*PROVIDED TEXT*.
In the last few months there’s been an explosion of AI tools, with all the media coverage you’d expect of something that seems like science-fiction come to life. Sci-fi fans are already familiar with all of the debates but now those are reaching mainstream audiences. And as always with social media, people get pushed into binary thinking and opposing camps: either AI is going to be amazing and we should welcome our new overlords, or AI is going to turn the internet into piles of kipple and grey goo where no human will want to be.

My own feeling is that machine learning technology is good enough now that we will not be able to avoid it. If I’m right, then we have to start training it better. Any AI tool is a probability machine, picking the most statistically plausible option from a range of choices it’s learned from it’s training body of work. So you could train a joke app on videos of stand-up comedians and comedy movies and joke books for kids. And it would learn the structure of a joke based on the common features, and possibly generate some new ones by remixing old material.

I looked up how the AI-powered overlay tools claim to work, and found this statement on the website of a well-known product:

It visually matches elements and behaviors to millions of past encounters to learn from context what elements actually do and their purpose on the page. Then all the necessary code adjustments are implemented to reflect blind people using screen readers precisely what’s on the screen and the purpose of every element, exactly as it was intended originally.

My problem with this process is in the first sentence, not the second. Most websites I’ve used (both professionally and personally) have some very confusing visual styles. My favourite example is the concept of a “dropdown”, which covers a dozen different types of UI and is easily abused (swearing warning on that link!). The visible UI of most websites is confusing and was built with no UX guidance. If the machines are learning from the existing web, then their training body is low-grade crap. I’m actually ok with the overall visual dodginess of the web, because I think the trade-offs (reduced gatekeeping of communications tech, a portable and flexible medium) are worth it. I just wouldn’t want to train my new AI overlords on the websites I use and enjoy every day.

If I want AI to take over my accessibility job, either as an overlay or a really good code linter or a no-code website builder, then I have to work harder to make sure that AI has a better body of work to learn from. That means I want everyone to start making more accessible sites now, with accessible UX and visual design and code. Then we can let the machine-learning tools loose on those, they can be uplifted into a genuinely competent AI which will make all of our new websites accessible.

This is a bit disappointing – for AI to put me out of a job, I have to do my job for longer first. I’ll hold off on booking that beach vacation for a while, I suppose.

Please Hold

Most of the time, I work on accessibility projects – either as part of my job or volunteering for non-profits. It’s usually auditing or sometimes a bit of front-end web development. But a while back I had an opportunity to do something different: I made a small web site which was featured in a short film. Not a website for the film, but a website in the film.

The film is called Please Hold, written by KD Davila and Levin Meneske, and directed by KD. So far it has screened at a bunch of film festivals around the USA and the world. Along with winning a bunch of prizes, it took the honours for Best Short at the Florida Film Festival, which qualifies it to be submitted for Oscar contention. We just found out last week that it made the shortlist for the Oscar’s live action short film category, along with 14 other short films! We’ll find out in a month or so if it gets nominated.

*TASK DESCRIPTION*.
Please answer these questions about the blog post above.
(a) What concept does the writer give as a favorite example of confusing visual styles on websites?
(b) Which award qualified Please Hold to be submitted for Oscar contention?
(c) How many other short films made the Oscar shortlist along with Please Hold?

*DATASET RECORDS*.
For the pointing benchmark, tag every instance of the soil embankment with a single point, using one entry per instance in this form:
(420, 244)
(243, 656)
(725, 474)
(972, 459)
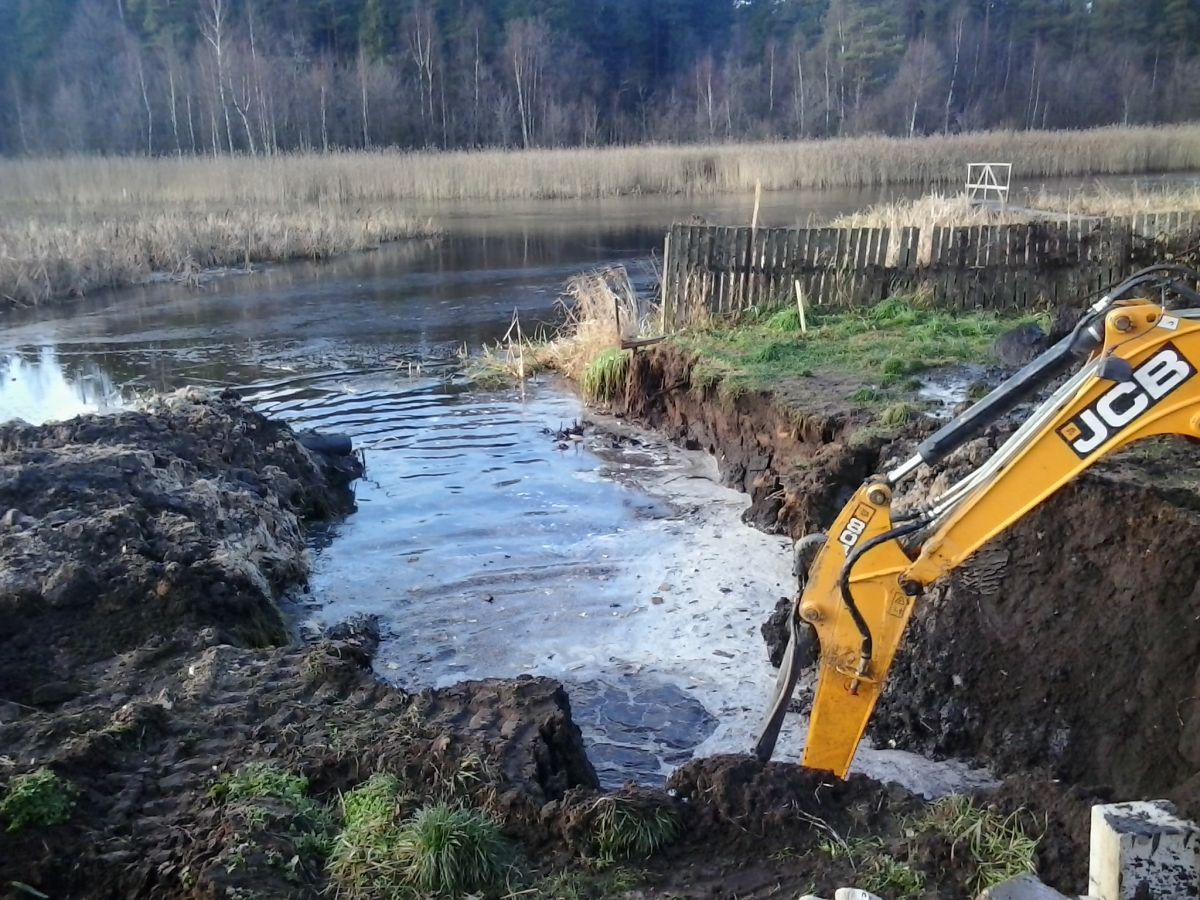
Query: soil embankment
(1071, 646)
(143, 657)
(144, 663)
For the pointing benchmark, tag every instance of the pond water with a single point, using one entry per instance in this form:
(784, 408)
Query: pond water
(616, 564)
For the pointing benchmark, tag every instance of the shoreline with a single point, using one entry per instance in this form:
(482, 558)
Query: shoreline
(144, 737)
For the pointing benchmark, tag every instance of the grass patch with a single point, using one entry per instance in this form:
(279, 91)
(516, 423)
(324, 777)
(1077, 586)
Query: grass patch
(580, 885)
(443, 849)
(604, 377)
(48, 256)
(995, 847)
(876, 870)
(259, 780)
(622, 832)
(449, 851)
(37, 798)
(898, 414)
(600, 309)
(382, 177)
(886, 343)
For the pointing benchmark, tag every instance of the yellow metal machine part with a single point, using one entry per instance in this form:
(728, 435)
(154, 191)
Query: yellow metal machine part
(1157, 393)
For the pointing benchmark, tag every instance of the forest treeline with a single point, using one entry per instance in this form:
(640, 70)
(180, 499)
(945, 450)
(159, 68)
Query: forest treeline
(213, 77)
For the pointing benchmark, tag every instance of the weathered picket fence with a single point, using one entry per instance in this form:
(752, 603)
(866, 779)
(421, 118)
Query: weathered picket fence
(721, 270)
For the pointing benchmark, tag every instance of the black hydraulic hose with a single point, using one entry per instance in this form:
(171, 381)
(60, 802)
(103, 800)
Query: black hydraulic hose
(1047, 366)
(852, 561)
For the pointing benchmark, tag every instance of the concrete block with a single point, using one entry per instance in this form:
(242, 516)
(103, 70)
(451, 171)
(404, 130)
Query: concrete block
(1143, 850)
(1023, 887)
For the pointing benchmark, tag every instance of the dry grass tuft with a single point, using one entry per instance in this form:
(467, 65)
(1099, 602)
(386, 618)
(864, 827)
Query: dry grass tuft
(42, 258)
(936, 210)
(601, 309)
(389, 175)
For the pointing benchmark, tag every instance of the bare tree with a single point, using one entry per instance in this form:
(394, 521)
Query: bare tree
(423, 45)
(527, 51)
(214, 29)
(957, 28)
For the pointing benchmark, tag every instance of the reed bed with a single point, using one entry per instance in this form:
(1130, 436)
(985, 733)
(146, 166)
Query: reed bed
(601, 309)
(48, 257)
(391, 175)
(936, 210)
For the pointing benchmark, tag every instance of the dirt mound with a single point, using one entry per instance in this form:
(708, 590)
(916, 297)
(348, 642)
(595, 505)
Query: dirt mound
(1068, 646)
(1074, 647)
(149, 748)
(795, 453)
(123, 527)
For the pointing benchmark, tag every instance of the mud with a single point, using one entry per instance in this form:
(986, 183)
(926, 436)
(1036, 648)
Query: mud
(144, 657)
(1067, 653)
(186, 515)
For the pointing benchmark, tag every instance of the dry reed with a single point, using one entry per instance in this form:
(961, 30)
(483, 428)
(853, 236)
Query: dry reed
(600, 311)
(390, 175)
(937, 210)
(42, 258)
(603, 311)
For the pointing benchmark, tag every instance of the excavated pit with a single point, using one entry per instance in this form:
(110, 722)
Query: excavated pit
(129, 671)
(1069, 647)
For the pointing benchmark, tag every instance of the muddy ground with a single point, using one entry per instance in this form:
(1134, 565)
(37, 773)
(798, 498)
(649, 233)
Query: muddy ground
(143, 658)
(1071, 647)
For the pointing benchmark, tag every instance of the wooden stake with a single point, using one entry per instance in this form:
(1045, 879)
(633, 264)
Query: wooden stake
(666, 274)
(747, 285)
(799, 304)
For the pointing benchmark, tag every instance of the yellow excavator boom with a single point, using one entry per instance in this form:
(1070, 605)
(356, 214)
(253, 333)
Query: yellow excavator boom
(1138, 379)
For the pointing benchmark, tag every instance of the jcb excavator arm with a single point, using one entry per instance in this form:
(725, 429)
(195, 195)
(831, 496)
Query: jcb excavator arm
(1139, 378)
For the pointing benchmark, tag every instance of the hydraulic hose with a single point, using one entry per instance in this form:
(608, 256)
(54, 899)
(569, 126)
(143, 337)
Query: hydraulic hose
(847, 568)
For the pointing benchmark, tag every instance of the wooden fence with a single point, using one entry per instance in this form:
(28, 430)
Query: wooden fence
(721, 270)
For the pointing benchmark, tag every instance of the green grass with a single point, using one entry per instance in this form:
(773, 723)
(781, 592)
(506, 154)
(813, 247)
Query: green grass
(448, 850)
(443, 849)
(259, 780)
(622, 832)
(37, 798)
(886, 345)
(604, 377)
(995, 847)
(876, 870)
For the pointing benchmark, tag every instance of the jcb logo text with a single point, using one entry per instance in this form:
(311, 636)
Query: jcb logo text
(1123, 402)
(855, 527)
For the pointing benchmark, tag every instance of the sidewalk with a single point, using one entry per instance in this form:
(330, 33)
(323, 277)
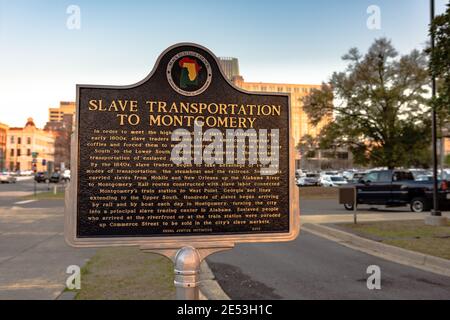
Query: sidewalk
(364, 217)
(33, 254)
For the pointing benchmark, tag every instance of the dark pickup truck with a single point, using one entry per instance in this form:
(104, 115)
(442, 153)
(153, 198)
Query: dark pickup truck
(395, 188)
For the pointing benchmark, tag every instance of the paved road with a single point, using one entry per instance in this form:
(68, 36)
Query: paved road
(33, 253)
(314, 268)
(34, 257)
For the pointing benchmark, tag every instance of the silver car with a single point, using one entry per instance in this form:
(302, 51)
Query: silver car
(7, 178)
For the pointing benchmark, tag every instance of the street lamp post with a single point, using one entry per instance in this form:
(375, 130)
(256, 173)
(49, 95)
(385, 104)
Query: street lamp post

*RESULT OF THIS EXERCISE*.
(a) The "dropdown."
(b) Best Short at the Florida Film Festival.
(c) 14.